- [Task description]:
Copy every row below character for character, leaving each line unchanged and in its original order.

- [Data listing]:
■ ■ ■ ■ ■
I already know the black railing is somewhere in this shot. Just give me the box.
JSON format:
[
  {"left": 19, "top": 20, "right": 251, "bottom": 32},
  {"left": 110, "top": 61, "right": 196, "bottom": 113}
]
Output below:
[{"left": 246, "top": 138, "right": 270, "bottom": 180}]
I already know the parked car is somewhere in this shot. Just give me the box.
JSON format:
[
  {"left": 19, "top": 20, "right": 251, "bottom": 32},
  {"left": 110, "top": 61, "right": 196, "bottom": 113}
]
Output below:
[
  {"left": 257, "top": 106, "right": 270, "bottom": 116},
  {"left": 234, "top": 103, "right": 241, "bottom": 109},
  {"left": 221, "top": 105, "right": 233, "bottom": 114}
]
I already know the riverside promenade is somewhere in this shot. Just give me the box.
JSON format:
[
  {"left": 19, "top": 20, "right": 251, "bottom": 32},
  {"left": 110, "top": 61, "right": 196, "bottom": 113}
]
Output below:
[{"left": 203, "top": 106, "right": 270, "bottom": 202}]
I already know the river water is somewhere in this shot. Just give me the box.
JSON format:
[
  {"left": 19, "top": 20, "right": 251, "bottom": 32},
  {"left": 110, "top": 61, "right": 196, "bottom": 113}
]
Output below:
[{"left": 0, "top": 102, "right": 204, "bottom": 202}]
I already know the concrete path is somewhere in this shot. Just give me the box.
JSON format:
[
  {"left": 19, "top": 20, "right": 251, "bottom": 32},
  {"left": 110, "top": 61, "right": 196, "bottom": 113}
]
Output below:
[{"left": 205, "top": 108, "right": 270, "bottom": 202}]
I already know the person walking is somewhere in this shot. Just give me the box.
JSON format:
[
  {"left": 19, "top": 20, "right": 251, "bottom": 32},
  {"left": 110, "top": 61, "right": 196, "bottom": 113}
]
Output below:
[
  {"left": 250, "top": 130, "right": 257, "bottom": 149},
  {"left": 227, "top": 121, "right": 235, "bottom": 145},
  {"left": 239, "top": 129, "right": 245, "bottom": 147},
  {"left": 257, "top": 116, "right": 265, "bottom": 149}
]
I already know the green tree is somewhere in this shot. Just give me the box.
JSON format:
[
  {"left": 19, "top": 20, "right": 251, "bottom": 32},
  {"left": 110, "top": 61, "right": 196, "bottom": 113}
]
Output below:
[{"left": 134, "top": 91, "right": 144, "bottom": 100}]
■ ■ ■ ■ ■
- [Correct output]:
I already know the black railing is somewhere in this shot. Just give me the box.
JSON format:
[
  {"left": 19, "top": 20, "right": 251, "bottom": 32},
  {"left": 110, "top": 61, "right": 196, "bottom": 113}
]
Output below:
[{"left": 246, "top": 138, "right": 270, "bottom": 180}]
I already know the parked car is somewhere in this shot. Just give me the box.
JSON format:
[
  {"left": 19, "top": 20, "right": 251, "bottom": 32},
  {"left": 110, "top": 61, "right": 196, "bottom": 113}
]
Output below:
[
  {"left": 257, "top": 106, "right": 270, "bottom": 116},
  {"left": 234, "top": 103, "right": 241, "bottom": 109},
  {"left": 221, "top": 105, "right": 233, "bottom": 114}
]
I already know the riverside promenade is somewhere in this shot. Just give me the box.
JSON format:
[
  {"left": 19, "top": 20, "right": 251, "bottom": 32},
  {"left": 110, "top": 61, "right": 196, "bottom": 113}
]
Output below:
[{"left": 203, "top": 106, "right": 270, "bottom": 202}]
I already know the river water is somewhere in this shot. Just give me the box.
JSON format:
[
  {"left": 19, "top": 20, "right": 251, "bottom": 32},
  {"left": 110, "top": 61, "right": 196, "bottom": 113}
]
Output below:
[{"left": 0, "top": 102, "right": 204, "bottom": 202}]
I already know the concrete path is somewhere in this shot. Just give me the box.
JSON format:
[
  {"left": 19, "top": 20, "right": 251, "bottom": 32},
  {"left": 110, "top": 61, "right": 196, "bottom": 113}
]
Output below:
[{"left": 205, "top": 108, "right": 270, "bottom": 202}]
I already know the person walking is somewhere in this shot. Just give me the box.
JSON format:
[
  {"left": 19, "top": 20, "right": 251, "bottom": 32},
  {"left": 110, "top": 61, "right": 196, "bottom": 113}
]
Output below:
[
  {"left": 250, "top": 130, "right": 257, "bottom": 149},
  {"left": 227, "top": 121, "right": 235, "bottom": 145},
  {"left": 239, "top": 129, "right": 245, "bottom": 147},
  {"left": 257, "top": 116, "right": 265, "bottom": 149}
]
I already know the green tree is somewhere in this shot. Just give me the box.
JSON format:
[
  {"left": 19, "top": 20, "right": 251, "bottom": 32},
  {"left": 110, "top": 61, "right": 196, "bottom": 113}
]
Output below:
[{"left": 134, "top": 91, "right": 144, "bottom": 100}]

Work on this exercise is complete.